Without carrying over a single picture, write out the records below exactly.

------------------------

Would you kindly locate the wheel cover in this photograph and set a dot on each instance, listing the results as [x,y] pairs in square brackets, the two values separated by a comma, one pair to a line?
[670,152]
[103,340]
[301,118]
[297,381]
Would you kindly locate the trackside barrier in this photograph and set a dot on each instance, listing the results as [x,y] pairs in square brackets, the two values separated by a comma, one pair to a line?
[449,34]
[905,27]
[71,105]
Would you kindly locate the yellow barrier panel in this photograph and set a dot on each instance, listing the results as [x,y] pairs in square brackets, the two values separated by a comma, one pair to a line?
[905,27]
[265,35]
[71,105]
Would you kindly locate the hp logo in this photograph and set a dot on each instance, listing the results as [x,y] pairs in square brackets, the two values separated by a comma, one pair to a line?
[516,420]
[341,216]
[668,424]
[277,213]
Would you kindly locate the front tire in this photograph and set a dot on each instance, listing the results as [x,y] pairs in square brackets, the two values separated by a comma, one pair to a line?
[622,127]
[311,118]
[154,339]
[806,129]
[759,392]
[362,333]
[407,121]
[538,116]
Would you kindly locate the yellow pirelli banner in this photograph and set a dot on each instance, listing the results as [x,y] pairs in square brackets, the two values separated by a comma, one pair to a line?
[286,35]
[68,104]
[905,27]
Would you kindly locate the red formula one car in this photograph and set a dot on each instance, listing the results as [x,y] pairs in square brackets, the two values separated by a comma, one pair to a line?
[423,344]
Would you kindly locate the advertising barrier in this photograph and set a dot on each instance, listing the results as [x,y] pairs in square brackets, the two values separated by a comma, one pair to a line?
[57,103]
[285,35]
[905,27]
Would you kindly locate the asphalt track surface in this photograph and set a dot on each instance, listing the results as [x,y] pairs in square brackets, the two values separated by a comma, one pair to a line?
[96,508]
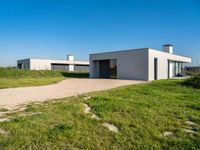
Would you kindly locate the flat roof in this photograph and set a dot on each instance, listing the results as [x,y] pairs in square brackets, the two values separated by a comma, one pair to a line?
[119,51]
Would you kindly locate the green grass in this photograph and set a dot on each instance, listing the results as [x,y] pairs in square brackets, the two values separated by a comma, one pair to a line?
[10,77]
[141,112]
[10,83]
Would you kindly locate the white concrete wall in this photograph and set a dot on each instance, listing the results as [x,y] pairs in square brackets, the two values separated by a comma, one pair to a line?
[131,64]
[45,64]
[163,58]
[137,64]
[25,63]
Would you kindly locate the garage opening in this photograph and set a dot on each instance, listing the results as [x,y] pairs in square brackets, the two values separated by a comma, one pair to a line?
[63,67]
[108,69]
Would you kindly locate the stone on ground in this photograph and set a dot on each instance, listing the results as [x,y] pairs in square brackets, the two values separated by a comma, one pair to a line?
[3,132]
[167,133]
[111,127]
[86,109]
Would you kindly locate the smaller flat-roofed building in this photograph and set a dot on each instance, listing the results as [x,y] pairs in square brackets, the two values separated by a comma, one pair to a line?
[45,64]
[138,64]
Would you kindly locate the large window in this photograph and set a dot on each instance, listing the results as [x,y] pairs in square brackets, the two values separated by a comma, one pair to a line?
[113,68]
[177,68]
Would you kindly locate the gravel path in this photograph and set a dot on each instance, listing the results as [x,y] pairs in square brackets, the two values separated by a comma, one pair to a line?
[13,97]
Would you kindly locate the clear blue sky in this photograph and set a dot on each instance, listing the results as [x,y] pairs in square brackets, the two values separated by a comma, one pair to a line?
[53,28]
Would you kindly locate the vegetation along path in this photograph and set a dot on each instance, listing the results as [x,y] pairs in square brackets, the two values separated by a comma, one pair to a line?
[71,87]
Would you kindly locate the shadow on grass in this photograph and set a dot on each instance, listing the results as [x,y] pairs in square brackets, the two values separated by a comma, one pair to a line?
[75,74]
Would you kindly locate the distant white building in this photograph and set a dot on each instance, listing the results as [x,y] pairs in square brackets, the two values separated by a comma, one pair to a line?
[44,64]
[140,64]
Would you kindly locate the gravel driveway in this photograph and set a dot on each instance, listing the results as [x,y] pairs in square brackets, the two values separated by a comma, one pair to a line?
[13,97]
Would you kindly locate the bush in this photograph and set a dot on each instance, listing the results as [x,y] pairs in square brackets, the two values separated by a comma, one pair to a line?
[193,81]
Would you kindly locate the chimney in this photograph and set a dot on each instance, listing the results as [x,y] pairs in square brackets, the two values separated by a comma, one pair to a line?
[70,57]
[168,48]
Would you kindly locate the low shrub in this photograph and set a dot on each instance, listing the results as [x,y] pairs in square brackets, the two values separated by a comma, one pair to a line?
[193,81]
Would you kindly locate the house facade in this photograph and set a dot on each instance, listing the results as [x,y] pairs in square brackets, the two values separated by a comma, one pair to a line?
[138,64]
[45,64]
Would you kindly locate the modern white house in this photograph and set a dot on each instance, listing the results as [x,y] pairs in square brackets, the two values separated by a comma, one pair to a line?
[45,64]
[138,64]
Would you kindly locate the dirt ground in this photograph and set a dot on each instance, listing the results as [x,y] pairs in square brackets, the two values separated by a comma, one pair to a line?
[10,98]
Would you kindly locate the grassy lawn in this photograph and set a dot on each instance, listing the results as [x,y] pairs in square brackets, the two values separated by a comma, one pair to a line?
[21,78]
[10,83]
[142,114]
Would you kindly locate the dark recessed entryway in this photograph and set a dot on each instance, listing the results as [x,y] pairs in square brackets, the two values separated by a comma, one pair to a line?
[108,69]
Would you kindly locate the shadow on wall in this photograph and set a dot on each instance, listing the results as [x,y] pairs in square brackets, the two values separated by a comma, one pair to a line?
[75,74]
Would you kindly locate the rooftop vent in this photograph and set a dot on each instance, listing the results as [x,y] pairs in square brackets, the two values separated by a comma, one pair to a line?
[168,48]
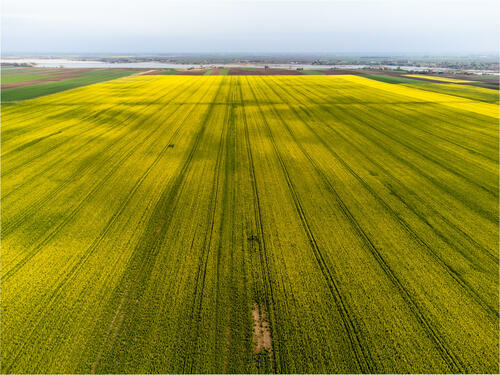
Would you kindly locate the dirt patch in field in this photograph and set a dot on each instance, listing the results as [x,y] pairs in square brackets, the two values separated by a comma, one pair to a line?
[261,330]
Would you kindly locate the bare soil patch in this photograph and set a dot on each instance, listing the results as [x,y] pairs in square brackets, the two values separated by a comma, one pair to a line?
[261,330]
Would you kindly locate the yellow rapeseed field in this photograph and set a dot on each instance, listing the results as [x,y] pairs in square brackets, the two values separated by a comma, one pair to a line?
[232,224]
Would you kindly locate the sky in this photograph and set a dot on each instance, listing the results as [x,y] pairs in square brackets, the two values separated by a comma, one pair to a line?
[209,26]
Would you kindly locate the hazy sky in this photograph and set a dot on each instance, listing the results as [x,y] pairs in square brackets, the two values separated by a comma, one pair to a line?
[161,26]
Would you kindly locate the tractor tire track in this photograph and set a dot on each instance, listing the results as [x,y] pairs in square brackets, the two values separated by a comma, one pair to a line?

------------------------

**ANSWER SPACE:**
Would you kindly locate the wheel cover in this photograph and set a dot on each instance, listing the results as [x,y] pairs in square brackets, the two values separated by a comma, one pair to a line?
[670,152]
[103,340]
[301,118]
[297,381]
Would you kindly locate the trackside barrier in this photograph and set a dot on each instance, listing the results as [x,y] pairs in square brackets, the two values separated by a comma, one pair to a line?
[449,34]
[905,27]
[71,105]
Would you kindly locate the yellow barrier panel in this photograph and set a dot on each instance, listing the results as [x,y] pairs in square brackets, the two values separated by a comma, one pair to a line?
[905,27]
[265,35]
[71,105]
Would you kindly locate the hp logo in this photograph and set a dot on each instance, listing the results as [x,y] pairs in square brackets, the two values separated by a comma, one pair to a line?
[516,420]
[341,216]
[668,424]
[277,213]
Would you kindly locate the front tire in this photograph and set a dot on each instance, listing the results as [x,y] pairs in square brackets, the two values separated by a comma, one pair to a line?
[622,127]
[311,118]
[154,339]
[806,129]
[759,392]
[362,333]
[407,121]
[538,116]
Would you kindly locate the yellow pirelli banner in this photograph and set a dot on each instance, listing the results as [x,y] pairs in square brackets, the two values separated by a comma, one pair to a line?
[286,35]
[68,104]
[905,27]
Would you kindly locate the red formula one car in this photograph and set a dot on each instance, listing the results as [x,y] pairs in square brackets, the two values separated by a comma, one pair to a line?
[423,344]
Would you kindly locate the advertising barrier in this photograph and set a dot on each instance, listing the results as [x,y] pairs in square brackets, the two values separated by a comma, one pair to a line?
[57,103]
[285,35]
[905,27]
Would you kindly locate the asphalt track surface in this photograph and set a dot on each instance, listing the results as [x,y] pairs in square brackets, the two values separated by a comma, one pair to a line?
[96,508]
Would you kindly locate the flat roof in this photograph and set a dot on each instance, listing the results as [x,y] pairs in square brackets, the two values separated by a comma, one pair to a line?
[119,51]
Would you kindly locate the green grass in this photograph and set a dot on each instance, listing the results as [x,y] pairs in square brackets, the two values separated by a comma, one pair to a line?
[10,77]
[141,112]
[10,83]
Would you kindly locate the white concrete wall in this photograph and set a dot on each instance, listing the results as [x,y] pairs in square brackets, the two values separated by a comma, one pair to a line?
[131,64]
[45,64]
[163,58]
[137,64]
[25,63]
Would you kindly locate the garage opening in this photograph and set a dot on each instance, listing the results as [x,y] pairs in square brackets, the two values separated by a comma, one pair to a line?
[63,67]
[108,69]
Would you kindly locate the stone on ground in this photograph and set a dot on each instance, listing the results as [x,y] pairs in square brackets, the two values separated by a comma, one pair to a line?
[3,132]
[167,133]
[111,127]
[86,109]
Would you kindly locate the smaller flat-roofed building in this photograph and set a dot on each instance, listing the results as [x,y] pairs in square brackets, the two values separated by a comma, one pair to a line?
[45,64]
[138,64]
Would you kindly locate the large window in this photograph and set a dot on each instance, listing the results as [x,y] pairs in square brackets, the two values separated by a comma, one pair to a line?
[113,68]
[177,68]
Would you kindly locate the gravel path in this photograph and set a dot on each instance, listing the results as [x,y] pairs in square brackets, the two values separated by a comma, one pair to a line?
[13,97]
Would you kindly locate the clear blue sky in this photograph and set a dot on each instance, listing the results as [x,y] pairs in square brackets, the two values separated by a comma, one pair to a line?
[53,28]
Would you kindly locate the vegetation along path in this photograph and set a dot on each instance, listing the results as [x,y] pairs in square brackets, the two values separated by a comma, one pair to a line?
[71,87]
Would you kindly locate the shadow on grass in this photograph and set a dot on each instance, listing the results as [x,y] pairs in square brackets, the two values separated by a comma, one pair to a line?
[75,74]
Would you kindly locate the distant white building in this photograph and set a dot on each instance, listing the results as [x,y] pairs in square brackets, the two values separated by a comma, one pair to a line?
[44,64]
[140,64]
Would you kindly locate the gravel driveway in this photograph and set a dot on each instance, listing the results as [x,y] pairs in square brackets, the two values separated by a comma, one pair to a line?
[13,97]
Would you kindly locate the bush in this photograph and set a dot on each instance, listing the results as [x,y] pairs in square brackets, the two values separated by a comma, one pair to a line?
[193,81]
Would you kindly locate the chimney in this photograph and set a dot on each instance, listing the results as [x,y] pairs in square brackets, the two values separated by a comma, one pair to a line?
[70,57]
[168,48]
Would you kindly locate the low shrub in this photograph and set a dot on each instance, listing the results as [x,y] pairs in square brackets, the two values separated by a comma, one pair to a line?
[193,81]
Would you kindly locate the house facade in this photograph and set a dot on each instance, listing the results as [x,y] pairs in square brackets, the two values separated by a comma, one pair to a line?
[138,64]
[45,64]
Would you kindly locate the modern white house in this photograph and set a dot on each instance, listing the results as [x,y] pairs in square brackets, the two values separated by a comma, one pair to a line?
[45,64]
[138,64]
Would you kindly locate the dirt ground in this photograph and set a dot on each instance, listing the results as [x,y] pairs in square brackets, the two values separated by a comma, one pair to a line?
[10,98]
Would you kindly locate the grassy lawn in this photograph and set a dot on each instance, listing the results as [x,y] pairs in square brackets, the two values separated by a comma, one pair to a line?
[21,78]
[10,83]
[142,114]
Would you kindly locate the dark recessed entryway in this photograph and set a dot on each instance, listing the results as [x,y] pairs in square brackets, the two values separated by a comma, one pair to a line?
[108,69]
Would you kindly locate the shadow on wall in this photograph and set a dot on each instance, listing the results as [x,y] pairs in square brackets, the two values separated by a comma, one pair to a line?
[75,74]
Would you kindly locate the rooftop vent in this photograph and set a dot on each instance, listing the results as [x,y] pairs in square brackets, the two values separated by a comma, one pair to a line?
[168,48]
Would you kindly locate the dirt patch in field in this photograph and set a dot on each instance, listing the results as [x,y] pairs in square brackets, the two values separated by a comma, one pair to a line?
[261,330]
Would you kindly locate the bare soil patch in this photograph and set a dot on each instance, listing the results as [x,y] pairs in square brackets, the two values separated by a comma, one pair to a line?
[261,330]
Would you kindly locate the yellow rapeseed field in this photograph and set a dot on each instance, listing the results as [x,y] pairs in square brackets, the two values separated by a comma, one pair to a line?
[232,224]
Would you kindly locate the sky in this photograph and set a dot on each instance, listing the results as [x,y] pairs in square brackets, the two values separated by a comma, one pair to a line?
[209,26]
Would you kindly locate the hazy sky in this photograph and set a dot on each instance, listing the results as [x,y] pairs in square brackets, the two values separated by a comma, one pair to a line?
[161,26]
Would you kindly locate the tractor tire track in this photograph and set a dot on each instance, listing the results as [x,y] pairs in square brackets, the two values separated by a comma, one pair to a line?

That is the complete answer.